SEZIONE DI TESTO -
○ ○ ○

I riferimenti cronologici

L’esplosione, l’avvenimento, è il binomio Ajax-Olanda di inizio anni 70. Le origini, però, partono da lontano. Se ne intravedono gli embrioni prima nell’Austria degli anni 30 e poi nell’Aranycsapat, la Grande Ungheria sconfitta soltanto dalla rimonta di Berna ’54. E, inevitabilmente, nel lavoro iniziato all’Ajax da Jack Reynolds, allenatore del club di Amsterdam in due riprese (1915-25 e 1945-47). Uno dei suoi giocatori, Rinus Michels, nel 1965 divenne l’allenatore dei Lancieri. E, d’incanto, riuscì a mettere assieme tutte le lezioni del passato, contribuendo a costruire la squadra che avrebbe vinto tre Coppe dei Campioni consecutive (1971-73, le ultime due sotto la guida di Stefan Kovacs) e, in sostanza, la base dell’Olanda del 1974. L’Arancia Meccanica, la nazionale che portò in tutto il mondo la definizione di “calcio totale”.
Come si schierava l'Olanda del 1974.Il modulo di base diventa un 4-3-3 (ma anche 3-4-3) sorretto da una preparazione fisica che si fa scientifica e si innesta sul telaio costituito da atleti polivalenti. Gli avversari non sanno come prenderne le misure, travolti dalla dirompenza dinamica, dal costante movimento dei giocatori e dalla persistente ricerca del gioco collettivo. Tutti difendono e, soprattutto, tutti attaccano (sin dal portiere Jongbloed, che eredita parte dei compiti del libero tradizionale). Due terzini di spinta (Suurbier a destra, Krol a sinistra) che si sovrappongono alle ali offensive Rep e Rensenbrink. E Cruijff al centro del mondo, l’evoluzione del centravanti alla Hidegkuti”, l’uomo che arretra per creare gli inserimenti altrui e guidare le soluzioni offensive della propria squadra in virtù di tempi di gioco e intelligenza calcistica senza pari. L’Olanda (intesa come nazionale, a livello di club la storia è ben diversa) non vince nulla, ma segna il solco. Il calcio non sarà più lo stesso.

○ ○ ○

QUESITO 1 -
Trasformi le righe dei record di annotazione per punti riportati sotto in un elenco JSON di stringhe, una per riga, tralasciando le righe vuote. Escluda dalla risposta le immagini.
Il testo e i record riportati più avanti sono materiali indipendenti tra loro.

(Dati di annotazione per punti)
○ ○ ○

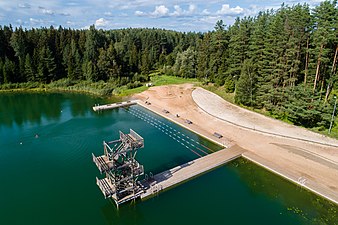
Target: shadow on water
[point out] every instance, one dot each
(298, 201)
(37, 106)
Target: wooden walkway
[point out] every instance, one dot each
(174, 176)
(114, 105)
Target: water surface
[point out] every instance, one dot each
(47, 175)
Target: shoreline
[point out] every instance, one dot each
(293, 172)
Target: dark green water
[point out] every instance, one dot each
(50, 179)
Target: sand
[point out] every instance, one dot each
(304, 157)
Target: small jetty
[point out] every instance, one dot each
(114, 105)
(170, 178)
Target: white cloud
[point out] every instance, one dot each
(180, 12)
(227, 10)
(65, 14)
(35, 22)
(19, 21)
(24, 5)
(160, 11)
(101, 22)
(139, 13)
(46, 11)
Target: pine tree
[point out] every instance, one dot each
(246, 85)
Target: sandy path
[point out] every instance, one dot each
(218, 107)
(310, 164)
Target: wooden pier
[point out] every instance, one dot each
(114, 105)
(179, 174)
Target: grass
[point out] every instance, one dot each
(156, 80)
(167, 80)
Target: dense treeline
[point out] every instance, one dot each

○ ○ ○

QUESITO 2 -
Elenchi i giocatori dell'Olanda del 1974 che il testo sul calcio totale nomina nella descrizione dello schieramento della squadra.

RISULTATO FINALE 1 -
[
  "Target: shadow on water",
  "[point out] every instance, one dot each",
  "(298, 201)",
  "(37, 106)",
  "Target: wooden walkway",
  "[point out] every instance, one dot each",
  "(174, 176)",
  "(114, 105)",
  "Target: water surface",
  "[point out] every instance, one dot each",
  "(47, 175)",
  "Target: shoreline",
  "[point out] every instance, one dot each",
  "(293, 172)",
  "Target: dark green water",
  "[point out] every instance, one dot each",
  "(50, 179)",
  "Target: sand",
  "[point out] every instance, one dot each",
  "(304, 157)",
  "Target: small jetty",
  "[point out] every instance, one dot each",
  "(114, 105)",
  "(170, 178)",
  "Target: white cloud",
  "[point out] every instance, one dot each",
  "(180, 12)",
  "(227, 10)",
  "(65, 14)",
  "(35, 22)",
  "(19, 21)",
  "(24, 5)",
  "(160, 11)",
  "(101, 22)",
  "(139, 13)",
  "(46, 11)",
  "Target: pine tree",
  "[point out] every instance, one dot each",
  "(246, 85)",
  "Target: sandy path",
  "[point out] every instance, one dot each",
  "(218, 107)",
  "(310, 164)",
  "Target: wooden pier",
  "[point out] every instance, one dot each",
  "(114, 105)",
  "(179, 174)",
  "Target: grass",
  "[point out] every instance, one dot each",
  "(156, 80)",
  "(167, 80)",
  "Target: dense treeline",
  "[point out] every instance, one dot each"
]

RISULTATO FINALE 2 -
Jongbloed, Suurbier, Krol, Rep, Rensenbrink, Cruijff